• **TEXT PROVIDED**
┌──
The above weeds took up residence in my garden plots, and nurtured by all the rain we’ve had, grew and multiplied in such a way that it look me four days to weed them out.   Not four days straight, mind you, because I was doing other things all day long, too.  But for at least 3 hours every day, during the time I didn’t have to be cooking, cleaning, feeding the chickens, or running to various sports functions for the kids.  The Girl had her last track meet on Tuesday and Little Dude had two baseballs games.  So there was a lot going on in the real outside the garden.

So… four days…

It looks nice now, but I’m better I’ll be out there once more before planting because we’re getting MORE rain and that gives everything I evicted time to grow back.

The chickens benefited from the garden efforts because I would occasionally toss them a grouping of plants where the dirt just wouldn’t shake away from the roots.  (I was trying to keep good soil in the garden, after all.)  The offerings yielded leaves and flowers to nibble, big fat worms, and juicy bugs.  All of which were much enjoyed by the ladies and their boyfriends.

Tuesday was Day 14 for Pavelle and her Baby Eggs.   We celebrated by candling them again and pissing Pavelle off to the point where every time I took away an egg, she bit me.  She’s very devoted, I will give her that!

It was dark because we went later at night but here are her eggs:

Again, sorry that they aren’t as good as the first candling.  It was darker.  We did see bigger blobs inside the eggs and signs of movement.  Even that #2 Easter Egger egg I was certain was empty last time looked like *maybe* it had something in it, depending on which way I turned it.   I’m still maybe 80% sure it’s a dud, but I guess we’ll see.
└──
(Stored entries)
┌──
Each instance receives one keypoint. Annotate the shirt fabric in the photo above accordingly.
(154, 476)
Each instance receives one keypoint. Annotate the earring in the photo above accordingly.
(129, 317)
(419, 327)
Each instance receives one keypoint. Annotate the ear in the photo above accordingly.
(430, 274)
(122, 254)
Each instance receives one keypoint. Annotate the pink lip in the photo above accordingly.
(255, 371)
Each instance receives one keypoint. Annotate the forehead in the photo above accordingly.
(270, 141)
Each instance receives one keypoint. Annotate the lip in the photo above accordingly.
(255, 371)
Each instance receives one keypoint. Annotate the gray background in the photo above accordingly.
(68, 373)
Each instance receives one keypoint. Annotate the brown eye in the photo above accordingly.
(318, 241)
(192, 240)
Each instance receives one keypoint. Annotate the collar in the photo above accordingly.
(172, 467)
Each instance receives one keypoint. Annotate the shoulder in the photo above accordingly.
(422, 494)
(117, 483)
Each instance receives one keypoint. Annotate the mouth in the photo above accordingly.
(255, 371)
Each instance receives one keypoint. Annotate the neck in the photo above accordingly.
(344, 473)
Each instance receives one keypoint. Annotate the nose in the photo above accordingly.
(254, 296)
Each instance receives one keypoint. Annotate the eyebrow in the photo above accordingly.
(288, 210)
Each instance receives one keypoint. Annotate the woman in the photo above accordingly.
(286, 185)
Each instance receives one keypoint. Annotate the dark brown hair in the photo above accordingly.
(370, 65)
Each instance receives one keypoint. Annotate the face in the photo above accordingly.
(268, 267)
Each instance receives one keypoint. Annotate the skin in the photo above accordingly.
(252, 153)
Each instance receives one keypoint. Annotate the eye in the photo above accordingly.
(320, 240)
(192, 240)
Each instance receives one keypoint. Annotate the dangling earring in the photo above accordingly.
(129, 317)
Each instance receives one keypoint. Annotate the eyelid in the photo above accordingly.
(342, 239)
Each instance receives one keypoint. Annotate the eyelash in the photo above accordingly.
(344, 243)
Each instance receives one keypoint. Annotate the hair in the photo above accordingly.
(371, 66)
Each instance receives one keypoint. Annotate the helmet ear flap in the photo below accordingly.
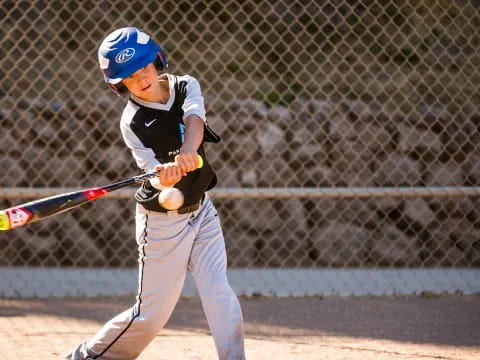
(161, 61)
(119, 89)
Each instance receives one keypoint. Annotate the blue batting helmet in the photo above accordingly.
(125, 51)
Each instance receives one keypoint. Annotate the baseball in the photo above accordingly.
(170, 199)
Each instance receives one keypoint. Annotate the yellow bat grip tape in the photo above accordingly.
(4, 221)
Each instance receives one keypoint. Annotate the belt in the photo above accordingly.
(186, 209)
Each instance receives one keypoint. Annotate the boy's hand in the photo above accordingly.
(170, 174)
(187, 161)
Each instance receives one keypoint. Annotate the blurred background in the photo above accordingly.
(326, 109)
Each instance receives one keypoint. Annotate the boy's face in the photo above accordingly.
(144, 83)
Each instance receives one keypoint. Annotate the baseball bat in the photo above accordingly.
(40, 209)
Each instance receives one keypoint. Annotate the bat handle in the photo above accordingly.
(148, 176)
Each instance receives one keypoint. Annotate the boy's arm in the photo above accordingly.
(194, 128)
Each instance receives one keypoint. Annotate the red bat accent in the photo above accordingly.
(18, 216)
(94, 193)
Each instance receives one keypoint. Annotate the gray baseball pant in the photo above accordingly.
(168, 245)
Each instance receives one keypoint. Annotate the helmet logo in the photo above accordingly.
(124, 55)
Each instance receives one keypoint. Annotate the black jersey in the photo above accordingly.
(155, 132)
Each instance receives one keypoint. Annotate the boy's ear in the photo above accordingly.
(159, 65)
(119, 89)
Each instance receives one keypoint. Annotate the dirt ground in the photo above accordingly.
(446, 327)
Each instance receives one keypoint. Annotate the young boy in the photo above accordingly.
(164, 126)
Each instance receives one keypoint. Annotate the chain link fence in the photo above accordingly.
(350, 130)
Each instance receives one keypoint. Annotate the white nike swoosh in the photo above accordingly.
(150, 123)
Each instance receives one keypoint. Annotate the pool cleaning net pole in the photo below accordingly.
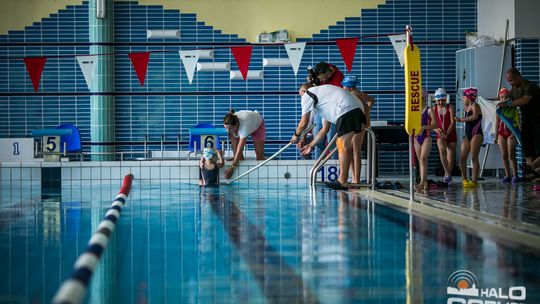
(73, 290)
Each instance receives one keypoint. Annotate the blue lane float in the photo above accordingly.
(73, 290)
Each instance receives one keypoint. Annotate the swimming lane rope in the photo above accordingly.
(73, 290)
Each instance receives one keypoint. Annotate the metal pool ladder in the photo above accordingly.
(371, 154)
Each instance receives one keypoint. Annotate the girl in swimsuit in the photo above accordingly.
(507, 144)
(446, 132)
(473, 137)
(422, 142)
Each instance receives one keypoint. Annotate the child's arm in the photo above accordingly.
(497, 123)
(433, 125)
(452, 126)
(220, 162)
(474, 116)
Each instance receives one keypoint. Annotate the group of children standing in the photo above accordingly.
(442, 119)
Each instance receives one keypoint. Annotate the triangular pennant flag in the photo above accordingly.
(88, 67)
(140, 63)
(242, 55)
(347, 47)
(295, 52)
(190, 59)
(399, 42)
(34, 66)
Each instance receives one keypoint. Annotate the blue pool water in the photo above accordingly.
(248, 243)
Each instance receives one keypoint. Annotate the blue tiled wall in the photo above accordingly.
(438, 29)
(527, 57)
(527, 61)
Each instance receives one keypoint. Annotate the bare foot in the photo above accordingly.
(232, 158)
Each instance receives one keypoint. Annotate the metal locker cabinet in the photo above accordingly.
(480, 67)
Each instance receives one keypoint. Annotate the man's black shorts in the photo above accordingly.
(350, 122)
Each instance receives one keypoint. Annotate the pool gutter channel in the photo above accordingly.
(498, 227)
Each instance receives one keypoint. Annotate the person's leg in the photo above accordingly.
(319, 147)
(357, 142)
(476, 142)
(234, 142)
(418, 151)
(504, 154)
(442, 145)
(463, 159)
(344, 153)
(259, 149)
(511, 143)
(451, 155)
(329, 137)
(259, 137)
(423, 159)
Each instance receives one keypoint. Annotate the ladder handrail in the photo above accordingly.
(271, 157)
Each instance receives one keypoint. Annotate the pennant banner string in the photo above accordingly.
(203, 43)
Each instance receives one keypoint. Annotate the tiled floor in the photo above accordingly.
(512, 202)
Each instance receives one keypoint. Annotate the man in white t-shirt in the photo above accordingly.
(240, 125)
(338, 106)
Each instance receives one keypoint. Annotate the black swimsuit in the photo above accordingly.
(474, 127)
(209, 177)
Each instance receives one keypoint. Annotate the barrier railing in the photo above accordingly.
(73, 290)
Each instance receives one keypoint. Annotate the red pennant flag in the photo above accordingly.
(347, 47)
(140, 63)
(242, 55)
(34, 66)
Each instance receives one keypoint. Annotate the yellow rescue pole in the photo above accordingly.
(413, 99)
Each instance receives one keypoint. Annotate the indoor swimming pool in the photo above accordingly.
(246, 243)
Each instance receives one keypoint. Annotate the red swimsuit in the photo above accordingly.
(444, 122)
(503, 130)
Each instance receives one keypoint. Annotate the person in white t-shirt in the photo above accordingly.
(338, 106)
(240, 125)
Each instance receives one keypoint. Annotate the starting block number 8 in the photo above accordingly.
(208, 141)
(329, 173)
└──
┌──
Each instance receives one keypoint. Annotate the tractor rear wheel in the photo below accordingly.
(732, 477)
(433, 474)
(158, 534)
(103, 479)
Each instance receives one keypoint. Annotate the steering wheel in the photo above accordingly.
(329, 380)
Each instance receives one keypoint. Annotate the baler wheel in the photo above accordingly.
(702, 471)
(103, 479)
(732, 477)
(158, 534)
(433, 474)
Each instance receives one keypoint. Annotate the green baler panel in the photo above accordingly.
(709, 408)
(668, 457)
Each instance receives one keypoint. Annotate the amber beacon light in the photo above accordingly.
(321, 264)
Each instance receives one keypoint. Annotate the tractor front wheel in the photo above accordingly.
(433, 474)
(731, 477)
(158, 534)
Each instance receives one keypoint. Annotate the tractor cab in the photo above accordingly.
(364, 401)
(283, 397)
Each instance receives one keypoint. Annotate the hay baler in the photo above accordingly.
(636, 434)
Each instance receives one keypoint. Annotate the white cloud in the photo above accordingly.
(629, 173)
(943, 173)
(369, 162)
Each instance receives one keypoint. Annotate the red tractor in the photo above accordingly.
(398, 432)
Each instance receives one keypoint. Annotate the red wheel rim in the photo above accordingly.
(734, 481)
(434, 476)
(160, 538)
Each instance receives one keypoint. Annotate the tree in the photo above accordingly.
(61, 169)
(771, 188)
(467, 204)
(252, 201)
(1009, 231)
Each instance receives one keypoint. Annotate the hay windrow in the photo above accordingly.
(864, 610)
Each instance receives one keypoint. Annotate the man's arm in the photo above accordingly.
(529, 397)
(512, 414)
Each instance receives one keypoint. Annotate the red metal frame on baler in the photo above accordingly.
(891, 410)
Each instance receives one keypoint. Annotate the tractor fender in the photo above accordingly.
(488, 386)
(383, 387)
└──
• **AIM A**
Set down, word for word, the passage of the weeding post from "So… four days…" to "to grow back.".
• **AIM B**
Count the lines of the records that contain the string "shirt". Reply with only the number.

• **CORRECT OUTPUT A**
So… four days…

It looks nice now, but I’m better I’ll be out there once more before planting because we’re getting MORE rain and that gives everything I evicted time to grow back.

• **CORRECT OUTPUT B**
3